┌─ Text provided
Bundle Lookup

Rafael Xavier rxaviers at gmail.com
Fri Dec 12 12:48:08 CST 2014


Mark,

Giving an arbitrary locale ID, the recommended and only process to deduce
its respective bundle (reliably) is through Language Matching.

Is that true?

Considering all bundles are always present, isn't there any less expensive
algorithm that could be recommended?

Thank you.


PS: My use case is a little different. I have *n* distributions of my
application. On each distribution, it's embedded with a different locale.
So, I don't need the full power of Language Matching on what's regard
having an arbitrary list of desired locales vs an aribtrary list of
available locales. Anyway, I do want my application to look up for the
right bundle given a locale (e.g., `zh-Hans-TW` when given `zh-TW`).

On Fri, Dec 12, 2014 at 2:50 PM, Mark Davis ☕️ <mark at macchiato.com> wrote:
>
> I also want to be clear that there are two closely-related but very
> different tasks.
>
> 1. *Inherited item lookup. *Given that you have a CLDR resource bundle,
> with inheritance, where do I go to get inherited items?
>
> That is specified by CLDR by means of the parentLocale + truncation
> algorithm, plus the alias element. (There are a few cases where we have
> "Lateral Inheritance" where the specification is in the text of LDML,
> such as when looking for an alt variant.)
└─
┌─ Data shown
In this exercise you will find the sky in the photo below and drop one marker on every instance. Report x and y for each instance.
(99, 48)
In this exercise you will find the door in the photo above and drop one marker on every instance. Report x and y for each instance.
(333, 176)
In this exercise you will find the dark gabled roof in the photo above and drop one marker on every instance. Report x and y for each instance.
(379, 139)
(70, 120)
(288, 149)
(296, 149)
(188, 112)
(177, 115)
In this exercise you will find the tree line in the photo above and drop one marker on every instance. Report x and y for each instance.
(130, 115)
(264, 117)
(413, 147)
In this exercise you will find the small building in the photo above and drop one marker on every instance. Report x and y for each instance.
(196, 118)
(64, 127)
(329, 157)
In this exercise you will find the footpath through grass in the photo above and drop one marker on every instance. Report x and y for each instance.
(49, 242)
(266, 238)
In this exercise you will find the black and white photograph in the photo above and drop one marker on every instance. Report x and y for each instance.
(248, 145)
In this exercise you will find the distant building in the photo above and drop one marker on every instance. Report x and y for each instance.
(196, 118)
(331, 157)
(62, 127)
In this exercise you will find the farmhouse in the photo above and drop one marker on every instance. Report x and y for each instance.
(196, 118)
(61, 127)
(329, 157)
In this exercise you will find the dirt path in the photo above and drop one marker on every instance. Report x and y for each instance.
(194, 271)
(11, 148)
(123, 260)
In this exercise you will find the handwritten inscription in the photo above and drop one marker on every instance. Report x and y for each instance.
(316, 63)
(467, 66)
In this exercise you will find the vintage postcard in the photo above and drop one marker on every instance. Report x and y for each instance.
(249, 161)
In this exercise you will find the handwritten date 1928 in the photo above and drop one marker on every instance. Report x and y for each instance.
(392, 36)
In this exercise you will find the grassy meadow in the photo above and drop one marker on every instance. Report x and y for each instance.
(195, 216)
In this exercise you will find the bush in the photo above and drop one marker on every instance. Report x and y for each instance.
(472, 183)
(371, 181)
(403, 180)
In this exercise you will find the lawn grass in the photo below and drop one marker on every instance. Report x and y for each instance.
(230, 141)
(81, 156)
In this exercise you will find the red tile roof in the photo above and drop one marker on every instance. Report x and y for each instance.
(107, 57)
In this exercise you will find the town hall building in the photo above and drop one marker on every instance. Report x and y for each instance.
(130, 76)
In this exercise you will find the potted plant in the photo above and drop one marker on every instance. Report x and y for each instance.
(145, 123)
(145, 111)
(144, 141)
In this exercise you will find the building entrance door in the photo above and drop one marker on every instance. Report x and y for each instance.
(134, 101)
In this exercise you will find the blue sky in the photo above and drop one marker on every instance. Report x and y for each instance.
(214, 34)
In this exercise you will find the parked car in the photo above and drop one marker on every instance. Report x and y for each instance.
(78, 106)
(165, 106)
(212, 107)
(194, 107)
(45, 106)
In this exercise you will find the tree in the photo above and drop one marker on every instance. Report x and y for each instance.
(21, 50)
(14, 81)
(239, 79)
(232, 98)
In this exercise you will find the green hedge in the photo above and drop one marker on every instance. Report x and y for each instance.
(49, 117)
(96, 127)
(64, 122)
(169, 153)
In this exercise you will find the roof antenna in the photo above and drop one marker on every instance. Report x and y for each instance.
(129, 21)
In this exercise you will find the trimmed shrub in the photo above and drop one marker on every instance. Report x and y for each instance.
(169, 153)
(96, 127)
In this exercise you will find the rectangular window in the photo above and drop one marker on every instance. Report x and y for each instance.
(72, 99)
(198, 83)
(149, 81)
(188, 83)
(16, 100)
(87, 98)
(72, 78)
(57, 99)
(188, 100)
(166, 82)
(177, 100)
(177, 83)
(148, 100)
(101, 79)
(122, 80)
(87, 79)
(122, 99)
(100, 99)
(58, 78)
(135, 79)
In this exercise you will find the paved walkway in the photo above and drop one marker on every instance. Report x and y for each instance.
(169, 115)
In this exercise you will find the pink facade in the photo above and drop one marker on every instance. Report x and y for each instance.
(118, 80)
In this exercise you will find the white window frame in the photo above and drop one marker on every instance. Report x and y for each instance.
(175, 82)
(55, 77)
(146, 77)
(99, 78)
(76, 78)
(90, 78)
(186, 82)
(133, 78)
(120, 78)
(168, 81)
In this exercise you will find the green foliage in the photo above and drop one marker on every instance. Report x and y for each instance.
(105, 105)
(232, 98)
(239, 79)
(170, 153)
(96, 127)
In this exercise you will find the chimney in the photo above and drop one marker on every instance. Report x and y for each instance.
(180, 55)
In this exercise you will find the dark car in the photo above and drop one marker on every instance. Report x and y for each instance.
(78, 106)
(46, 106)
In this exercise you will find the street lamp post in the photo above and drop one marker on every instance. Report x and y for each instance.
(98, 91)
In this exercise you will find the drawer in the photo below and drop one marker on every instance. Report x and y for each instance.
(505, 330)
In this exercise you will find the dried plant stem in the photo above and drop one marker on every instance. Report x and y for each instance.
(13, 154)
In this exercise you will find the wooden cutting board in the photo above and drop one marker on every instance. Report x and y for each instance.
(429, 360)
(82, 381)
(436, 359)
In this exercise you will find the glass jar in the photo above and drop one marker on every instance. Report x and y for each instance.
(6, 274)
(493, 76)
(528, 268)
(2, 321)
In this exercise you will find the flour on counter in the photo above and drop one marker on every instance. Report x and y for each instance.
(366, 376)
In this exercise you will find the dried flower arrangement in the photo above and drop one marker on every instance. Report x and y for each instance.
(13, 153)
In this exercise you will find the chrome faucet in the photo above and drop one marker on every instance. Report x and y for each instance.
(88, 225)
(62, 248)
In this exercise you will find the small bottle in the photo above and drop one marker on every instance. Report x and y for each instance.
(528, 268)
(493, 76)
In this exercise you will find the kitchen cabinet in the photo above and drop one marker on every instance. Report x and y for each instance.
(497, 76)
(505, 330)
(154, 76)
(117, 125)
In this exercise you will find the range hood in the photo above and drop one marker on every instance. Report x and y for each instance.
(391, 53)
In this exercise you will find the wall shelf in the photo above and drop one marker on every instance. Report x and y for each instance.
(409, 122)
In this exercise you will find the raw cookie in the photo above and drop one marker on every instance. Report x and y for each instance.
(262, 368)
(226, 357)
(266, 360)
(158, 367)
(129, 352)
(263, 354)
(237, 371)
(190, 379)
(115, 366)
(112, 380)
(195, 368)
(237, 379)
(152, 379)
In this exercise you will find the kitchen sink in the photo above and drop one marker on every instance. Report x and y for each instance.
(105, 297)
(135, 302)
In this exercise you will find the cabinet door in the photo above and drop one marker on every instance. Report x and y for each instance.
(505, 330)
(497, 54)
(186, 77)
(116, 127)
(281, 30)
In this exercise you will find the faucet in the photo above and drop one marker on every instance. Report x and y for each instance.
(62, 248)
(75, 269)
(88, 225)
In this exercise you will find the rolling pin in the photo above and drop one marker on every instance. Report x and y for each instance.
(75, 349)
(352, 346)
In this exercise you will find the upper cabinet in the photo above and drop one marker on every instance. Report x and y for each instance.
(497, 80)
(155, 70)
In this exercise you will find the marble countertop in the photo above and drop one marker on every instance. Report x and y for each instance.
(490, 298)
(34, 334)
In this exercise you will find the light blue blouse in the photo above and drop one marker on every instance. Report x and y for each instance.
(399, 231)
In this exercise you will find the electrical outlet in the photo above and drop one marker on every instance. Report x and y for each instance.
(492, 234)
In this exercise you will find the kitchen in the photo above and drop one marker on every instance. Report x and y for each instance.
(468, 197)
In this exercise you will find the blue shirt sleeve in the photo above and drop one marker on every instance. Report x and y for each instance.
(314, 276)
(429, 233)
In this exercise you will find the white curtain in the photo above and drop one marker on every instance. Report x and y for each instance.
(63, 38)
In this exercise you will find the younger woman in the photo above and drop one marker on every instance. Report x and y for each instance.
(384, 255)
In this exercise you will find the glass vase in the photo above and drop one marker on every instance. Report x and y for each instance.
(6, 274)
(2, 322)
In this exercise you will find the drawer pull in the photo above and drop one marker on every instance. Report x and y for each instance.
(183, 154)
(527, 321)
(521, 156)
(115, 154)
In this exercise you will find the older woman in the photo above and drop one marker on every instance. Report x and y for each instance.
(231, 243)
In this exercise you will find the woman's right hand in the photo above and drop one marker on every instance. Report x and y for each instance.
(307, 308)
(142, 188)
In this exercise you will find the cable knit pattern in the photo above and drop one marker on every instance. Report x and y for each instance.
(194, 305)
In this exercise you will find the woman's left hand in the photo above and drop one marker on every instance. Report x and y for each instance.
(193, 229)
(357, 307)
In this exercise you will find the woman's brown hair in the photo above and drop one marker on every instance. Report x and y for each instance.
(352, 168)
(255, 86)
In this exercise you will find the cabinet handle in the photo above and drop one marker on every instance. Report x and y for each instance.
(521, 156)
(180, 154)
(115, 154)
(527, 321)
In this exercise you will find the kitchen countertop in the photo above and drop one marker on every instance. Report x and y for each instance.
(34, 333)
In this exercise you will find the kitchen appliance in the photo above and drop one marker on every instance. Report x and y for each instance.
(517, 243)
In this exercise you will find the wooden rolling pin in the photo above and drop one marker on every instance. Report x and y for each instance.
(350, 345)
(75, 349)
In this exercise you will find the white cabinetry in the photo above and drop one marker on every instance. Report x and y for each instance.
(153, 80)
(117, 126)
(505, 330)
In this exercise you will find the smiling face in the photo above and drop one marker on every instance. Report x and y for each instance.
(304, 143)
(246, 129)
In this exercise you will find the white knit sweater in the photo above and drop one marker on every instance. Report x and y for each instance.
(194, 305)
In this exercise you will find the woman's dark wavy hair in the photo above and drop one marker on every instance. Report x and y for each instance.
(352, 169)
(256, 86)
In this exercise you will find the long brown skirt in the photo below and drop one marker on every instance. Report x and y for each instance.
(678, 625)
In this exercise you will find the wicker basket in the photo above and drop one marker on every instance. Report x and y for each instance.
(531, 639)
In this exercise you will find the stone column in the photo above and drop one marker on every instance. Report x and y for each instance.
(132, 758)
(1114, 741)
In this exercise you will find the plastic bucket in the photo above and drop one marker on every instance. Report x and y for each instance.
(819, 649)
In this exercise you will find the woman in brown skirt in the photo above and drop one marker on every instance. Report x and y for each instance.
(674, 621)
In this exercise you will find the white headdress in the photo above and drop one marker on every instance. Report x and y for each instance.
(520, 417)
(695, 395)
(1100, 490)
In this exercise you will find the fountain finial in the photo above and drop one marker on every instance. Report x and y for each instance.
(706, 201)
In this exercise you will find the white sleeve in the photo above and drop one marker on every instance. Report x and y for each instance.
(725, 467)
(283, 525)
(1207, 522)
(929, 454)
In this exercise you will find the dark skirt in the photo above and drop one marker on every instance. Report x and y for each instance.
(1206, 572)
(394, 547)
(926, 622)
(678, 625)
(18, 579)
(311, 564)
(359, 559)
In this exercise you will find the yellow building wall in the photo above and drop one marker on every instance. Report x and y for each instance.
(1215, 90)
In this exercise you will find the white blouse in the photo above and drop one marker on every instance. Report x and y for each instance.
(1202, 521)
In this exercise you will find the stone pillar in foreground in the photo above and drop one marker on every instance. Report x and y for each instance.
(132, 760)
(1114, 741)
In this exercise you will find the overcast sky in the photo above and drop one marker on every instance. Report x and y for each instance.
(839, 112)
└─
• Required tasks:
- A) Return every line of the listing that contains the string "knit", treating uppercase and lowercase letters as different.
- B) Continue the bundle lookup message from the point where it stops.
The bundle lookup message and the listing have no connection to each other.

• The results:
- A)
In this exercise you will find the cable knit pattern in the photo above and drop one marker on every instance. Report x and y for each instance.
In this exercise you will find the white knit sweater in the photo above and drop one marker on every instance. Report x and y for each instance.

- B)
>
> So back to Rafael's original question:
>
>    1. en-Latn-GB, and zh-TW are not CLDR bundles, so this doesn't apply
>    to them.
>    2. en-US-u-nu-usd: the u-nu-usd doesn't select within a bundle, but
>    rather customizes a service that uses information in the bundle. The item
>    lookup (using by the currency formatting service) would be en-US => en
>    => root.
>
>
> 2. *Bundle lookup. *Given a locale ID, where do I get the best matching
> CLDR bundle?
>
> My application has a set of supported locales, and the user comes in with
> a set of desired locales. What is the best bundle for that user?
>
> Here we are not as clear as we should be. The recommended process is in
> http://www.unicode.org/reports/tr35/#LanguageMatching
>
> So back to Rafael's original question:
>
>    1. en-Latn-GB, and zh-TW. When these are looked up with Language
>    Matching, assuming that all the CLDR locales are available, they would
>    return, respectively, en-GB and zh-Hant-TW.
>
> That being said, often people don't understand language matching, and so
> we are in the process of adding more information so that there is a direct
> mapping from between locale IDs that are always considered to be
> "identical" on a deep level, like en-GB and en-Latn-GB.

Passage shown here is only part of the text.